### Problem
Once you have counted the lines below that contain "form", give that number and nothing else.

### Data for processing
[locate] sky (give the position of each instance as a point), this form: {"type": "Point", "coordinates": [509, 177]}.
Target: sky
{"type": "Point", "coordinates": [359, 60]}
==
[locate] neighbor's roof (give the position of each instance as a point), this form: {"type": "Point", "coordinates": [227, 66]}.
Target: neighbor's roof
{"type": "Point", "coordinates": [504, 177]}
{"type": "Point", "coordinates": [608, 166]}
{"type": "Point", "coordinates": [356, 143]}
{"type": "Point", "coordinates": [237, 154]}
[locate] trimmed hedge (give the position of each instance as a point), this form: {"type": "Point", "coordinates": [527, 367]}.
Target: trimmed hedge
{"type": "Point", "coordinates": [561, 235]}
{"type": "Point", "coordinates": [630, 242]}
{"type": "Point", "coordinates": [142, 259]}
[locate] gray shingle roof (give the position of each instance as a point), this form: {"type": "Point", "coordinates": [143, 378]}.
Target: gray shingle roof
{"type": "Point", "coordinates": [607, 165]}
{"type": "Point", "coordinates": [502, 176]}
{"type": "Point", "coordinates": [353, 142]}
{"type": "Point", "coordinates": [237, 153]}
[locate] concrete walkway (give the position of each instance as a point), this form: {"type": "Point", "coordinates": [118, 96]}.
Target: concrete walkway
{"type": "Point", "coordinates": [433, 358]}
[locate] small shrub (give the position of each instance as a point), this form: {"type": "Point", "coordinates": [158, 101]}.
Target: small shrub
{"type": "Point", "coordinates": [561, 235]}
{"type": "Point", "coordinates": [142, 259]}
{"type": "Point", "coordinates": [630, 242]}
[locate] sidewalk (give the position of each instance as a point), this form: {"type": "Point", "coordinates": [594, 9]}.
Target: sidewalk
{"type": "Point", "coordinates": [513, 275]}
--
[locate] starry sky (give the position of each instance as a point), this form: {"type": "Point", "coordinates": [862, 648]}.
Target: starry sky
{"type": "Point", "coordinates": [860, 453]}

### Answer space
8